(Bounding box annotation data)
-- begin --
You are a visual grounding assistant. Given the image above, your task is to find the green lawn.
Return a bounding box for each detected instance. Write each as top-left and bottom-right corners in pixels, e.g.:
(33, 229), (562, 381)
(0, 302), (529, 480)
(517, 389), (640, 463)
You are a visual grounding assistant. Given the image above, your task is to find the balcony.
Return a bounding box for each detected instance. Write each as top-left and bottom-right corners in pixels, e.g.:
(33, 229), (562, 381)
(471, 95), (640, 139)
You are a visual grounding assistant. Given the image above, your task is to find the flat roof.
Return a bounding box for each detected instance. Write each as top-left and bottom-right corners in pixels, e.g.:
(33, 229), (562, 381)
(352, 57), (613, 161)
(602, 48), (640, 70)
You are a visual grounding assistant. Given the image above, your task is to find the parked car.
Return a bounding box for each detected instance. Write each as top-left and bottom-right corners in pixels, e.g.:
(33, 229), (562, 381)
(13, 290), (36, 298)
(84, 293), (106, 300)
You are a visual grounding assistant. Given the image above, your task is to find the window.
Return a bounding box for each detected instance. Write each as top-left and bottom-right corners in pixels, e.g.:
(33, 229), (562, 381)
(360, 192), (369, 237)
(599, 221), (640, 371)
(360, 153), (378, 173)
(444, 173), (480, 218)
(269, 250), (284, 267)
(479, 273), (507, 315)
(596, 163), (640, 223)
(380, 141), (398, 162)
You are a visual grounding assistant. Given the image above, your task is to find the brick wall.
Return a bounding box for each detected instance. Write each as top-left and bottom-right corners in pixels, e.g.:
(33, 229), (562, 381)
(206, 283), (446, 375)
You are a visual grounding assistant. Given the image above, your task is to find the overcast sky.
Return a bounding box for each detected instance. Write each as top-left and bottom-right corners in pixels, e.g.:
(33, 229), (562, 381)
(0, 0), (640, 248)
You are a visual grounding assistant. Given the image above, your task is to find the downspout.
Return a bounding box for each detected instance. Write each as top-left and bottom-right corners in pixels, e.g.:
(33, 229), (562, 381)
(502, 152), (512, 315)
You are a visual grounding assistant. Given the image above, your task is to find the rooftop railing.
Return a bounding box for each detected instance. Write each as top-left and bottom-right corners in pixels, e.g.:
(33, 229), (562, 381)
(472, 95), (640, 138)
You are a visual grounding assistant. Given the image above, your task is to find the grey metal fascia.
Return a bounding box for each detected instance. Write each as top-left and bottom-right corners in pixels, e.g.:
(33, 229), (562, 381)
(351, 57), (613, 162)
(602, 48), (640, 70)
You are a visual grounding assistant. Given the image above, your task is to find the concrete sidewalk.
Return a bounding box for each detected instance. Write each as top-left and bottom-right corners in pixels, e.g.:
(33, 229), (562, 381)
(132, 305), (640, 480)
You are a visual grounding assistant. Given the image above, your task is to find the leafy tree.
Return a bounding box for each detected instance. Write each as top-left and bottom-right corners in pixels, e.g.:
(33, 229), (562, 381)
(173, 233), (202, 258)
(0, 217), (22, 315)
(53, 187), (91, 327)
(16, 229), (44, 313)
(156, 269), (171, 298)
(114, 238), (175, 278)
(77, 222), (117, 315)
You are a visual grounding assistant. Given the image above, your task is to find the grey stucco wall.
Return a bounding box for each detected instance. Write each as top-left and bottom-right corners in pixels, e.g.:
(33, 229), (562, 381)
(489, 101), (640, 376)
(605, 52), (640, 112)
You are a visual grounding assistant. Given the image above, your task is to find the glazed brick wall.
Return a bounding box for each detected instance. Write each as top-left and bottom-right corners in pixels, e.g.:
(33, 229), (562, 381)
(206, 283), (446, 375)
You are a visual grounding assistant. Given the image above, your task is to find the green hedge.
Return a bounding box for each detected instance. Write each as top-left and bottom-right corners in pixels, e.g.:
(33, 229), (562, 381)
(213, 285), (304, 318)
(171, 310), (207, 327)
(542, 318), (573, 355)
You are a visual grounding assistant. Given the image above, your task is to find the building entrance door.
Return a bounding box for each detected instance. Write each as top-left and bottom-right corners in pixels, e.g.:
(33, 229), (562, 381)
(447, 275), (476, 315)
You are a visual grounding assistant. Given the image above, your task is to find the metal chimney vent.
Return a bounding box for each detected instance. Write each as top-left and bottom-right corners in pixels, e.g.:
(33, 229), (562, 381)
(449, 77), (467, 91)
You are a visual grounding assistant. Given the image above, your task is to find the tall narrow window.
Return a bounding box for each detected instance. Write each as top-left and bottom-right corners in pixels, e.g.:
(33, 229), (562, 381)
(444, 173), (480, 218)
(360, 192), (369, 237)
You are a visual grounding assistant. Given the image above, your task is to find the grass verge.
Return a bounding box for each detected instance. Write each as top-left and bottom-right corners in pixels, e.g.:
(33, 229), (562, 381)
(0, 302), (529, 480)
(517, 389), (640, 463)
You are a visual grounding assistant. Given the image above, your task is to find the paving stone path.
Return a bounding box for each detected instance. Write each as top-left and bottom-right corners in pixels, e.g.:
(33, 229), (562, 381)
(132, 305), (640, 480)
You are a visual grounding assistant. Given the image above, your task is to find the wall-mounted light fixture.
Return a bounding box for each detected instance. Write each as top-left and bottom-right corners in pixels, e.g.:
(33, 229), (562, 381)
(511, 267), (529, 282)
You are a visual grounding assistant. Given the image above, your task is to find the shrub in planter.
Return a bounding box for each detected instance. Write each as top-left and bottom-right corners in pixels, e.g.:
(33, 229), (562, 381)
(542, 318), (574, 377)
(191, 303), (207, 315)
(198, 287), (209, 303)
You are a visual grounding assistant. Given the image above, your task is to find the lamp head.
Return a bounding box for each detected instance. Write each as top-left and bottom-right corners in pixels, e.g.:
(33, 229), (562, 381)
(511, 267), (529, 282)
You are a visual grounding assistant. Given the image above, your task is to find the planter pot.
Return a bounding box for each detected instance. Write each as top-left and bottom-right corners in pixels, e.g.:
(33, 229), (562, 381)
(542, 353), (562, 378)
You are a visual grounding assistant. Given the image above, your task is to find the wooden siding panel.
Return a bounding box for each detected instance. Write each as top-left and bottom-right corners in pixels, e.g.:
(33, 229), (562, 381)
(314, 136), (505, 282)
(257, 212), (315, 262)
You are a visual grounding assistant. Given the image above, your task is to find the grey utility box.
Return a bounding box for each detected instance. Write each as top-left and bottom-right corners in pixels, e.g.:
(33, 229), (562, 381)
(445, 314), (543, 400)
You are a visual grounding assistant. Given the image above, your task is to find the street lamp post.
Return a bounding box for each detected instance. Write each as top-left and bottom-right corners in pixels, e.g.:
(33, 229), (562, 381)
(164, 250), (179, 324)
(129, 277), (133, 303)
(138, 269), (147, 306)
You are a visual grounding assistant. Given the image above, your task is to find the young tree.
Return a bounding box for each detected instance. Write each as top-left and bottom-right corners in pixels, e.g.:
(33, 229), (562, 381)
-- end --
▶ Problem details: Reproduce the data from its first line through the line containing "(471, 95), (640, 139)", both ends included, leaving the request text and the format sample untouched. Scale every bounding box coordinate in the answers by 0.65, rounding each result to a whole number with halves rounded up.

▶ Result of the task:
You are a visual grounding assistant. Given the image above, your task is to find the green lawn.
Return a bounding box for each detected instance. Write each as top-left and bottom-right corners in pixels, e.g.:
(33, 229), (562, 381)
(0, 196), (344, 312)
(336, 253), (416, 301)
You are a visual grounding assistant. Given the image above, your task is to find the balcony.
Return a bounding box for each detected instance. Write each as top-left and bottom-right corners in pixels, e.g.:
(33, 229), (562, 381)
(306, 62), (416, 90)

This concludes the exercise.